What to do:
Please render every line of the data below as a numbered list, leaving out the blank lines.

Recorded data
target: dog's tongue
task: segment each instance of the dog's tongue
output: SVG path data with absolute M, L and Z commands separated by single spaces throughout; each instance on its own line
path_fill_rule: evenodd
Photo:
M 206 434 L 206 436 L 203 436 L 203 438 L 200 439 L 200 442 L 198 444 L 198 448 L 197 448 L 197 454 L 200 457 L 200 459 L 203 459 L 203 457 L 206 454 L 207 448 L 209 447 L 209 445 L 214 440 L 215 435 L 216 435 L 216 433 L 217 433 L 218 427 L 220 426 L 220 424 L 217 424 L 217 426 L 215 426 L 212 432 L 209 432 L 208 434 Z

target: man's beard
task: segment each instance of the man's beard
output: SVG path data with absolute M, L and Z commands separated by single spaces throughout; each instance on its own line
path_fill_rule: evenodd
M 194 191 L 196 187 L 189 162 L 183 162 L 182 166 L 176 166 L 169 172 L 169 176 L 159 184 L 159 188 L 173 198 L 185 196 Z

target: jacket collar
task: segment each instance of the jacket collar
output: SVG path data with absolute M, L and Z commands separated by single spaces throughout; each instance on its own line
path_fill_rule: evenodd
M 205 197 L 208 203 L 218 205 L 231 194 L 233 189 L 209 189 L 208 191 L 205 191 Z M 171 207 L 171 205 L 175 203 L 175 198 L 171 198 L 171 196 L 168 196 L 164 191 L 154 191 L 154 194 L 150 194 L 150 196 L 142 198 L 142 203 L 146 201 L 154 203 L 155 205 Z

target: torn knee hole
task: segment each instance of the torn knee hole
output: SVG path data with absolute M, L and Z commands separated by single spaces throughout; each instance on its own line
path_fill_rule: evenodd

Result of the task:
1. target: dog's tongue
2. task: segment each instance of the dog's tongue
3. output: SVG path data with absolute M, L and Z commands separated by single spaces throughout; each instance on its own line
4. path_fill_rule: evenodd
5. Photo:
6. M 206 434 L 206 436 L 203 436 L 203 438 L 200 439 L 200 442 L 198 444 L 198 448 L 197 448 L 197 454 L 200 457 L 200 459 L 203 459 L 203 457 L 206 454 L 207 448 L 209 447 L 209 445 L 214 440 L 215 435 L 216 435 L 216 433 L 217 433 L 218 427 L 220 426 L 220 424 L 217 424 L 217 426 L 215 426 L 212 432 L 209 432 L 208 434 Z
7. target: man's beard
8. task: segment each instance of the man's beard
9. output: SVG path data with absolute M, L and Z commands separated by single spaces throughout; each instance on its own line
10. path_fill_rule: evenodd
11. M 194 191 L 196 187 L 189 162 L 183 162 L 182 166 L 176 166 L 169 172 L 169 176 L 159 184 L 159 188 L 173 198 L 185 196 Z
12. target: jacket collar
13. task: segment each instance of the jacket collar
14. output: SVG path data with absolute M, L and Z commands separated by single spaces throughout; each instance on its own line
15. path_fill_rule: evenodd
16. M 205 197 L 208 203 L 218 205 L 231 194 L 233 189 L 209 189 L 208 191 L 205 191 Z M 171 207 L 171 205 L 175 203 L 175 198 L 171 198 L 171 196 L 168 196 L 164 191 L 154 191 L 154 194 L 150 194 L 150 196 L 142 198 L 142 203 L 146 201 L 154 203 L 155 205 Z
17. target: torn knee hole
18. task: segment each instance of the torn knee hole
19. output: SVG path data with absolute M, L and Z commands separated by single spaces throughout; each instance on its own line
20. path_fill_rule: evenodd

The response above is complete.